[Items stored from a collection]
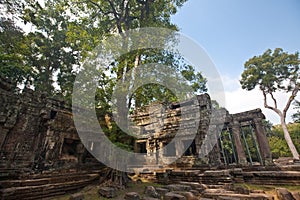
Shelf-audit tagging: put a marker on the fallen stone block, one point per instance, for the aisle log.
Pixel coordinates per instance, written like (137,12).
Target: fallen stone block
(151,192)
(172,196)
(177,187)
(188,195)
(107,192)
(296,195)
(132,196)
(161,191)
(284,194)
(77,196)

### Aim of the task
Rescale the items above by repeating every line, requests included, with each point coordinate in the answers multiplied by 0.2 and rounded to the nearest whole number, halves rounding up. Leave the pictures out of your answer.

### Full solution
Shelf-audit tagging: put a marker on the fallen stone block, one point per instance, for the aisle log.
Pixel coordinates per instance, written like (137,12).
Target: fallen stone block
(30,38)
(34,39)
(35,37)
(38,39)
(21,38)
(59,39)
(26,39)
(32,38)
(57,39)
(15,39)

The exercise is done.